[Point placement records]
━━━

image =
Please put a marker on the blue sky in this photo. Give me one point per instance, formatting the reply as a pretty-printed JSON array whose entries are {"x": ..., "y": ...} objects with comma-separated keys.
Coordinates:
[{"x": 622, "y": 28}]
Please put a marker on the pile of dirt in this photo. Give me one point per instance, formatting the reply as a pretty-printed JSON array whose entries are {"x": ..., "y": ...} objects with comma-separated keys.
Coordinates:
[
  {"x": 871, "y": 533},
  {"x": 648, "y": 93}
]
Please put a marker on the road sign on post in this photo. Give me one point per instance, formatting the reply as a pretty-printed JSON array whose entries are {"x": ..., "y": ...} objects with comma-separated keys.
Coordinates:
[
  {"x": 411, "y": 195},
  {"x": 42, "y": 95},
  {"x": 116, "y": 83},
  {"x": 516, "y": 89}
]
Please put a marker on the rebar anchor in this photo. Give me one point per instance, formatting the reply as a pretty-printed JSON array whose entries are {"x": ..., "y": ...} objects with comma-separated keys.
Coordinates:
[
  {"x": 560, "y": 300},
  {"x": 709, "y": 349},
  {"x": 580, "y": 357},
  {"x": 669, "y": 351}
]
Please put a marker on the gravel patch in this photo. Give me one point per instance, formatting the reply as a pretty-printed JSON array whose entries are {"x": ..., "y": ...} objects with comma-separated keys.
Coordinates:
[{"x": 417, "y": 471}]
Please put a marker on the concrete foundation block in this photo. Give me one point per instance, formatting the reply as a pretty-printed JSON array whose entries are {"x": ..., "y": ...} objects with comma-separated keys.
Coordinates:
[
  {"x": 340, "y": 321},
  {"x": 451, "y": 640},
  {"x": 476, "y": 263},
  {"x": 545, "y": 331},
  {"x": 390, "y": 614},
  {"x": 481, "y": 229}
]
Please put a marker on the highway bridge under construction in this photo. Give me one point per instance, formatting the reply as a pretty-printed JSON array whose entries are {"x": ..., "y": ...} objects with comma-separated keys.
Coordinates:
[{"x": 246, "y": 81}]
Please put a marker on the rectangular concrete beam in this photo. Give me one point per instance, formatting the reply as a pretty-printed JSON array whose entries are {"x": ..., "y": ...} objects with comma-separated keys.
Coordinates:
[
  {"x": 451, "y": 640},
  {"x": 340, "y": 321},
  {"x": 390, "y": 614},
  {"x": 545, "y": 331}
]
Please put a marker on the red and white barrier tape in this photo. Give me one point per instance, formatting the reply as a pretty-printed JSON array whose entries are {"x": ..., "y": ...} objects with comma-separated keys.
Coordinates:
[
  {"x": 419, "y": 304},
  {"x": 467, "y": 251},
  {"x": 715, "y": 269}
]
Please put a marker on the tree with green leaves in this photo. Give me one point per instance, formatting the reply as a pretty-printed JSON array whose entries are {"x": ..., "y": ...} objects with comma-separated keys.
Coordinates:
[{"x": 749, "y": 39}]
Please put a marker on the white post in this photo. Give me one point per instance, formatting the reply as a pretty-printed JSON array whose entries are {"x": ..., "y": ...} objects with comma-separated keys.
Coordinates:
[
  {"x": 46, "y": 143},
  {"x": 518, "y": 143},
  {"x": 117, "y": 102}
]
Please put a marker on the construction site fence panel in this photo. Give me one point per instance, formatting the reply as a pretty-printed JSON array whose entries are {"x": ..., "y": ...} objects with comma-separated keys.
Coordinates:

━━━

GIVEN EXERCISE: Write out the entries in full, exactly as given.

SOLUTION TO THIS PROBLEM:
image =
Please put a marker on the blue sky in this photo. Give me one point per instance, formatting the reply as a pretty-printed JSON array whose entries are {"x": ..., "y": ...} objects with comma-separated keys.
Coordinates:
[{"x": 622, "y": 28}]
Please put a marker on the pile of dirt in this photo. Give me one point per instance, formatting the reply as a pretty-printed JSON array whose entries are {"x": ..., "y": ...} objects with comma-separated keys.
Coordinates:
[
  {"x": 871, "y": 533},
  {"x": 648, "y": 93}
]
Please put a marker on the road sign on post in this photo. Give me one point per instance, formatting the reply as a pretty-printed JSON array whose entries are {"x": ..., "y": ...} objects with comma-separated keys.
Coordinates:
[
  {"x": 411, "y": 195},
  {"x": 42, "y": 95},
  {"x": 116, "y": 83},
  {"x": 516, "y": 89}
]
Please put a marker on the rebar anchor in this photo. Give me one point per instance, formatting the reply as a pretty-printed JSON array whose entries are {"x": ..., "y": ...} objects with comma-separated keys.
Coordinates:
[
  {"x": 560, "y": 300},
  {"x": 709, "y": 349},
  {"x": 580, "y": 357},
  {"x": 669, "y": 351}
]
Please put a marker on the gravel patch in this photo. Give me one point per instance, formatting the reply as a pretty-printed JSON array whose entries are {"x": ..., "y": ...} objects with comma-separated keys.
Coordinates:
[{"x": 417, "y": 471}]
Please put a marker on the concrete foundation block in this photo. Give me one point per instance, formatting the reply as a pretty-printed JSON array whose entries are {"x": ..., "y": ...} objects with comma-separated keys.
Coordinates:
[
  {"x": 340, "y": 321},
  {"x": 451, "y": 640},
  {"x": 476, "y": 263},
  {"x": 545, "y": 331},
  {"x": 390, "y": 614},
  {"x": 481, "y": 229}
]
Please put a marker on the highway bridge under construction in this photo. Give me one point per instance, formatting the reply as a pretty-printed JSON array whose entries are {"x": ..., "y": ...} objects with comma-separated keys.
Coordinates:
[{"x": 246, "y": 81}]
Please put a marker on the rectangular concrete beam in this photo. Give me one point per instance, formatting the reply as a pretty-printed JSON array whose entries are {"x": ..., "y": ...} objects with comma-separated keys.
Coordinates:
[
  {"x": 451, "y": 640},
  {"x": 340, "y": 321},
  {"x": 390, "y": 614},
  {"x": 545, "y": 331}
]
Please put a marker on the red and white barrier tape in this photo. Give me one point per instance, formatting the reply as a pretty-printed JSON array whose entries are {"x": ..., "y": ...} objects with comma-separated keys.
Coordinates:
[
  {"x": 419, "y": 304},
  {"x": 467, "y": 251},
  {"x": 715, "y": 269}
]
Please put a marker on the tree with green leaves in this photo. Give me one point per instance, formatting the reply as a pretty-printed JSON array whose entries are {"x": ..., "y": ...} objects with comma-separated keys.
Coordinates:
[{"x": 749, "y": 39}]
Please put a marker on the white post in this photo. Give me one point per instance, formatting the reply as a pretty-printed JSON array whose entries are {"x": ..., "y": ...} objects with comma-separated keys.
Coordinates:
[
  {"x": 46, "y": 143},
  {"x": 518, "y": 143},
  {"x": 117, "y": 102}
]
Please put a marker on the construction site fence panel in this photo. Give me one point per instance, formatting the reply as a pretty-printed JSON array whose entries are {"x": ..., "y": ...} objects with comma-separated keys.
Coordinates:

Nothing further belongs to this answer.